### Exercise requirements
1 – From the GraphRAG text, list every query method that Microsoft's tooling ships.
2 – According to the GraphRAG text, which library does GraphRAG use to run the Leiden algorithm hierarchically?

### Document extract
Start of Block

Because of this, GraphRAG is frequently deployed as one tool in a hybrid retrieval stack rather than a wholesale replacement for embeddings. A system might route narrow lookups to vector search and route broad, exploratory questions to a graph index, or keep both signals available to the same query planner. The decision hinges on corpus stability, question mix, and tolerance for indexing cost.

  • Best for global sensemaking, multi-hop reasoning, and answer comprehensiveness over a corpus.
  • Reported gains in comprehensiveness and diversity on roughly million-token datasets.
  • Weak fit for single-passage fact lookups, where vector search plus reranking is cheaper.
  • Often deployed inside a hybrid stack rather than replacing vector retrieval outright.

Key takeaways

  • GraphRAG grounds answers in an LLM-built knowledge graph of entities and relationships, not only flat vector chunks.
  • It is associated with Microsoft Research's 2024 paper "From Local to Global: A Graph RAG Approach to Query-Focused Summarization" (arXiv:2404.16130) and its open-source graphrag package.
  • Indexing extracts entities and relations with an LLM, then detects communities with the hierarchical Leiden algorithm and precomputes a summary for each.
  • Global queries map-reduce over community summaries for corpus-wide sensemaking; local queries gather an entity's neighborhood.
  • Its advantage is multi-hop reach and comprehensiveness on broad questions that flat top-k retrieval misses.
  • Its cost is expensive, prompt-sensitive indexing, so it suits stable corpora and is often paired with, not a replacement for, vector search.

Frequently asked questions

Regular RAG retrieves the text chunks most similar to a query from a vector store and feeds them to the model. GraphRAG first builds a knowledge graph of entities and relationships from the corpus and detects communities within it, then answers by traversing that graph or by summarizing communities. This lets it handle multi-hop and corpus-wide questions where no single chunk contains the answer.
Local search answers questions about specific entities by gathering their graph neighborhood: descriptions, relationships, and source text units. Global search answers broad, corpus-wide questions by running a map-reduce over precomputed community summaries, generating partial answers from each relevant community and combining them. Microsoft's tooling also ships DRIFT and basic methods alongside these two.
Leiden is a community-detection algorithm that groups densely connected entities into clusters and guarantees those clusters are internally well connected, improving on the older Louvain method. GraphRAG runs it hierarchically (via the graspologic library) to produce nested community levels, which gives the query stage a granularity dial from fine-grained neighborhoods up to corpus-wide themes.

End of Block

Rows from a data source

Start of Block

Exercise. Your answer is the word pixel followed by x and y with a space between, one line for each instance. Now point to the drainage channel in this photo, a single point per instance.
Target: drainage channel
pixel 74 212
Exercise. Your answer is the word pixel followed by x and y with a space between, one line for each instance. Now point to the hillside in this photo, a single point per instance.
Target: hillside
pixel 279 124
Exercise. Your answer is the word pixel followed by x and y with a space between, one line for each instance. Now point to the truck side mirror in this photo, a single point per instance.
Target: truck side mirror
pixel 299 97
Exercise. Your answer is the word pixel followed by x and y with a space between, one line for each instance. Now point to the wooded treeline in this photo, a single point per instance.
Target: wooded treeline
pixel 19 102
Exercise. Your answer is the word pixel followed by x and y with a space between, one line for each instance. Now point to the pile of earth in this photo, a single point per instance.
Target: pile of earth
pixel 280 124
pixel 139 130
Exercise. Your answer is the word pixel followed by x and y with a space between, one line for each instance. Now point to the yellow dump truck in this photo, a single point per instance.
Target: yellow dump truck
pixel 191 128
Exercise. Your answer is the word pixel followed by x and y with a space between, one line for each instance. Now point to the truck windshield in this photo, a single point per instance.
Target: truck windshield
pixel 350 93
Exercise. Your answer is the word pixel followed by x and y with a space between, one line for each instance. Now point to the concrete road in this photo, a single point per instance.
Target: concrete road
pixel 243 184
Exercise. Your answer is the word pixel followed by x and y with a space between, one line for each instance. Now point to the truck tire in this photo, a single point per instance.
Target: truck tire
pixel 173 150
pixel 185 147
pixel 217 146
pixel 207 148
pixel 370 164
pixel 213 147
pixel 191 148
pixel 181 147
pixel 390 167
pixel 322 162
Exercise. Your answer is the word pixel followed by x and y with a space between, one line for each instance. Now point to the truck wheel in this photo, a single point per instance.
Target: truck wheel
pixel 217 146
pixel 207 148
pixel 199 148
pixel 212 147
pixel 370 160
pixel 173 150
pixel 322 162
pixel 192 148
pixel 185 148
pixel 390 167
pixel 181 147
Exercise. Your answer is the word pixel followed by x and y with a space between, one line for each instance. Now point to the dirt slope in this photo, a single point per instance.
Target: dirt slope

End of Block

### Answers below
1 – Local search, global search, DRIFT, basic

2 – The graspologic library